Can you continue the passage below about making sourdough starter with Better Batter gluten-free flour, starting right after its last sentence?

====== PASSAGE

A note: we get about three emails a week complaining that this is not ‘real’ sourdough because it starts with yeast. Yes – We agree…
When we say ‘real’ – what we mean is that this sourdough starter can be kept alive and used in sourdough recipes – even slightly adjusted real gluteny ones. If you know gluten free you know this is as close to ‘real’ as it can get with gluten free. Gluten Free flours do NOT take well to the traditional process required to make actual real-real sourdough starter.
So please, please please understand what we mean when we say ‘real’ – it’s meant nicely, with a ton of love, and hours of labor to try and get you something acceptable. And if you have a method of making actual real sourdough starter with our flour that works consistently, and doesn’t require the first step to use yeast, please please share!!!
We get asked all the time if you can make sourdough bread with Better Batter Gluten Free Flour – the quick answer is yes. The long answer is… yes, if you feed your sourdough starter regularly. Our sourdough starter will work anywhere sourdough starter is called for in the millions of recipes on the web, but we’re also going to start providing recipes for you here, because we love you, and that’s just how we roll. Please follow the instructions below for easy starter that will be ready to use in about 2-3 days.

============
====== DATASET SECTION

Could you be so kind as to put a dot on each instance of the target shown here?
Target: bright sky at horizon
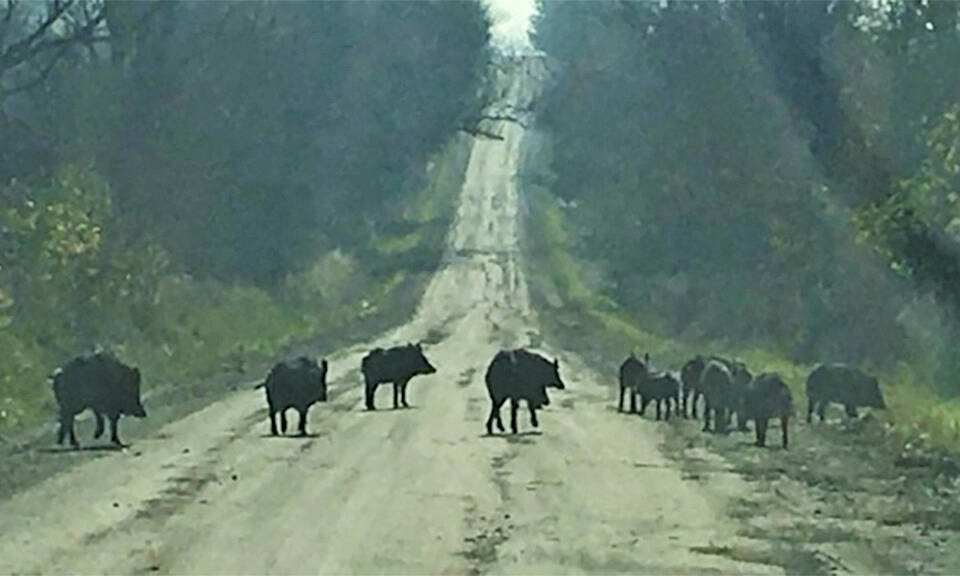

============

- TASK RESULT
This recipe can also be used to substitute anywhere yeast is called for – just sub in 1/4 c starter for every pack (or 2 tsp) of yeast in a recipe and continue as usual…
4 c room temperature water
2 c (8oz or 227g) Better Batter Gluten Free Flour
1 package active dry yeast
Combine all ingredients and place in a clean (preferably sterilized) glass gallon jar or very large glass bowl with lid. Please do not use a metal bowl (even stainless steel!) as this will affect the flavor of your starter and may be dangerous by leaching out heavy metals!
Your starter will be about the consistency of pancake batter – if it is too thick, add a little more water. The initial starter is thinner than it will eventually be, but it is important as the first step in the process to have this be thin.
Cover lightly with a lid and allow to ferment at room temperature for 24 hours – you want gas to be able to escape. You will now remove about 2 cups of the starter (you may use immediately in a bread recipe or other recipe, although it will not be very sour).
“Feed” your starter by adding:
1 c room temperature water
1 c Better Batter Gluten Free Flour
Allow to sit for an additional 24 hours.
At this point your starter should be very bubbly and smell something between yeasty and ‘winey’ – it may even smell of acetone. This is okay, and can be remedied by feeding every 12 hours instead of every 24 hours.
At this point you may begin using your starter, remembering to feed it at least every 24 hours. Alternatively you may put it, covered, in the fridge to keep it dormant, and then let it come up to room temperature and feed it before using.
You will always top your starter off (“feed” it) before using! Sometimes you will add equal parts water and Better batter – if it starts to get thicker than pancake batter you will switch the ratio to one part BB Flour and two parts water – the key is to keep this the texture of thick pancake batter!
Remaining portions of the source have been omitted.